DOCUMENT EXTRACT:
========================

And again, the Paris Peace Conference provides a very clear example of this. The Germans hated the Treaty of Versailles which they signed at the Paris Peace Conference. It became known in Germany as the Dictat, the treaty that was signed at the point of a gun, which in fact it was. And opposition to that treaty was widespread in Germany, right across the political spectrum. And it helped to fuel the rise of the ultranationalists, in particular the Nazi party and Hitler, and it helped to fuel support for the policies which Hitler adopted. Hitler very consciously said both before and after he got into power, that I'm going to break the chains of the Treaty of Versailles and indeed he did. And there were very few people in Germany who were prepared to oppose him because he was in fact doing what a great many people wanted. Even before Hitler got into power, the Treaty of Versailles was systematically evaded in Germany. Germany under the Treaty of Versailles was meant to have only a very small army. It was not meant to have an air force at all. Well, it didn't have an air force but it the 1920s it had an awful lot of flying clubs. And on Saturday mornings, young men with very short hair cuts would march out in formation to their airplanes, salute, get into their planes and then go up and fly in formation around the German skies. Germany was not meant to have tanks but German tractor factories were turning out very very large tractors, absolutely useless for agricultural purposes but very useful for testing very large engines for moving very large things like tanks. There were jokes told in the cabarets of Berlin about this. It was perfectly well known. There was a famous joke that was being told at the end of the 1920s, about the man who worked in a factory that made baby carriages. And his wife was expecting a baby. He worked on one bit of the assembly line just dealing with one small bit of the baby carriage. So he said to his wife I'll smuggle out some pieces and I'll get the people on the other bits of the assembly line to smuggle out some pieces. And so they all smuggled the pieces out and he put them together and he kept on putting them together and he kept on getting a machine gun.

========================

GIVEN REQUEST: In the passage on the Treaty of Versailles, what name did the treaty come to be known by in Germany? The records that follow come from a separate source and are unrelated to the passage on the Treaty of Versailles.

========================

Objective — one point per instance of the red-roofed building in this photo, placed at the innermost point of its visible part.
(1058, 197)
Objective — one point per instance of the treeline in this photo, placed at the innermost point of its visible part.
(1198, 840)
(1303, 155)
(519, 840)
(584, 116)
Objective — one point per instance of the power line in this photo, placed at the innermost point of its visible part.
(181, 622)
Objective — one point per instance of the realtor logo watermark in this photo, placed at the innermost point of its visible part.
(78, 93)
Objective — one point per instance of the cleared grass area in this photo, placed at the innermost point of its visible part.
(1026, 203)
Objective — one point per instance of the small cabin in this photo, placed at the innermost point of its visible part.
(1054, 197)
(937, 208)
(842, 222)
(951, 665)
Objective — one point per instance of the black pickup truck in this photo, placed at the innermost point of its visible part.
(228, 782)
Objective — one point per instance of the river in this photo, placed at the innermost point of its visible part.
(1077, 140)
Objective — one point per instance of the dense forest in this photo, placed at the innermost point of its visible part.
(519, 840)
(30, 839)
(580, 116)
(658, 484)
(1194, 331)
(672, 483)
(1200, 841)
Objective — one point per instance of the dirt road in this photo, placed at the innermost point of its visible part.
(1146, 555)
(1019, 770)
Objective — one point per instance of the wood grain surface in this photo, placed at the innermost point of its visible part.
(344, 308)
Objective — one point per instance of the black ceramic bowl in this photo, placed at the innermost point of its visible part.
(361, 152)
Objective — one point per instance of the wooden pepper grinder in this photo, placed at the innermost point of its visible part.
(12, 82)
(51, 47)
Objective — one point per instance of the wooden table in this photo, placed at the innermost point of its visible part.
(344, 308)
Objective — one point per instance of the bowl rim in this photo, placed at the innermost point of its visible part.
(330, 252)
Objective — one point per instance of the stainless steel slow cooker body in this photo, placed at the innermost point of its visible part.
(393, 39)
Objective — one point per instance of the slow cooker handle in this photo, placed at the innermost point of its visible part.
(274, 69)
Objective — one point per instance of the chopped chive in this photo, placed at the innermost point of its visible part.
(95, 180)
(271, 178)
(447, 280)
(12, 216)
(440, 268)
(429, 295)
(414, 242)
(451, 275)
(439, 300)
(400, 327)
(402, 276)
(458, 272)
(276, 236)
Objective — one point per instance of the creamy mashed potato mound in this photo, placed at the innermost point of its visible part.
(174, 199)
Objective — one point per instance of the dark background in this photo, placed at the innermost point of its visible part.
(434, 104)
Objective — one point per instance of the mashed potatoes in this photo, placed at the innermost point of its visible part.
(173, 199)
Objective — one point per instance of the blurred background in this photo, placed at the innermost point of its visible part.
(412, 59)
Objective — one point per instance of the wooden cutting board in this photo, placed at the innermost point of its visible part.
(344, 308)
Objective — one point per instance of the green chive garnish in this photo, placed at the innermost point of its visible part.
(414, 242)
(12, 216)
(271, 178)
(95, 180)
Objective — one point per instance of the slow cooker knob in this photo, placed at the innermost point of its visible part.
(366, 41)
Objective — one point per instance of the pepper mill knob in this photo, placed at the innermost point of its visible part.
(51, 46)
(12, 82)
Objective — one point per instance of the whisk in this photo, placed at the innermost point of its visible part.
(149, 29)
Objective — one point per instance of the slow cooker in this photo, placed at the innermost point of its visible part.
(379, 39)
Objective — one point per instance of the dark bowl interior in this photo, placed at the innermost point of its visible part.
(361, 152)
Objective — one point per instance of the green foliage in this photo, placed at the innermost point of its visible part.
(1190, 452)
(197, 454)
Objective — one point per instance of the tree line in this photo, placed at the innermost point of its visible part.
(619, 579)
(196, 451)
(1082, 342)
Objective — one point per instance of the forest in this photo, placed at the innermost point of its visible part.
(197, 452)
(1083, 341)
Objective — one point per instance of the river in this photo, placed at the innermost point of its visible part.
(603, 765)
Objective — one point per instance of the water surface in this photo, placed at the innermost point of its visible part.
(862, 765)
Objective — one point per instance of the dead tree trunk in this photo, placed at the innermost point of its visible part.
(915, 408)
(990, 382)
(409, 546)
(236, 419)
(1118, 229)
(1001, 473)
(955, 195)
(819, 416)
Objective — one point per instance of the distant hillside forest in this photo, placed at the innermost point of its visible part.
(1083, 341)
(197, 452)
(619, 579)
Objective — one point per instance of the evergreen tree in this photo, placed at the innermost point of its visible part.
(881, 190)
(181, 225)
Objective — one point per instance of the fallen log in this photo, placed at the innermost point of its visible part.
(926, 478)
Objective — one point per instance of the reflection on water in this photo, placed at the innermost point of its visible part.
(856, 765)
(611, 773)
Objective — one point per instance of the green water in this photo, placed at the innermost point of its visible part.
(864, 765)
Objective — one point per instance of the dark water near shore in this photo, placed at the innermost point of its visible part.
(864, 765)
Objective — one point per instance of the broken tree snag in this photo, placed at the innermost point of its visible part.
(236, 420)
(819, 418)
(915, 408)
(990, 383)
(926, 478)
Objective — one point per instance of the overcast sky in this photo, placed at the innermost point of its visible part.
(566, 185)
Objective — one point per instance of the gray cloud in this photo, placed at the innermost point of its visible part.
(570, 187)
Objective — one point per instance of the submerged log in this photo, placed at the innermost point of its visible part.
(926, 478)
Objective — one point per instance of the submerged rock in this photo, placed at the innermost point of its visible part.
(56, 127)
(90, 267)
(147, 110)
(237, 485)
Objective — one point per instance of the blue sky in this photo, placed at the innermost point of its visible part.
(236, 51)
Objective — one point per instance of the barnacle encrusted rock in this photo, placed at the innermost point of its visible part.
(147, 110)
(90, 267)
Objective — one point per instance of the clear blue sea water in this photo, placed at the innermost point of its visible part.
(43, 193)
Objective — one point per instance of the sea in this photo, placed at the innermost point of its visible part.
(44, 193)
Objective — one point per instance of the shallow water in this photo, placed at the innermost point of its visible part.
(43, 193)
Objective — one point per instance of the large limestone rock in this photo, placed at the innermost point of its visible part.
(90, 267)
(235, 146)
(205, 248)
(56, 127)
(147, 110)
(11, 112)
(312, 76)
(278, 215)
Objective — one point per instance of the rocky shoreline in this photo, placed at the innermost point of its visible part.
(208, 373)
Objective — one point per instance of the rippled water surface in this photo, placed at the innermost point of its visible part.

========================

FULL OUTPUT: The Dictat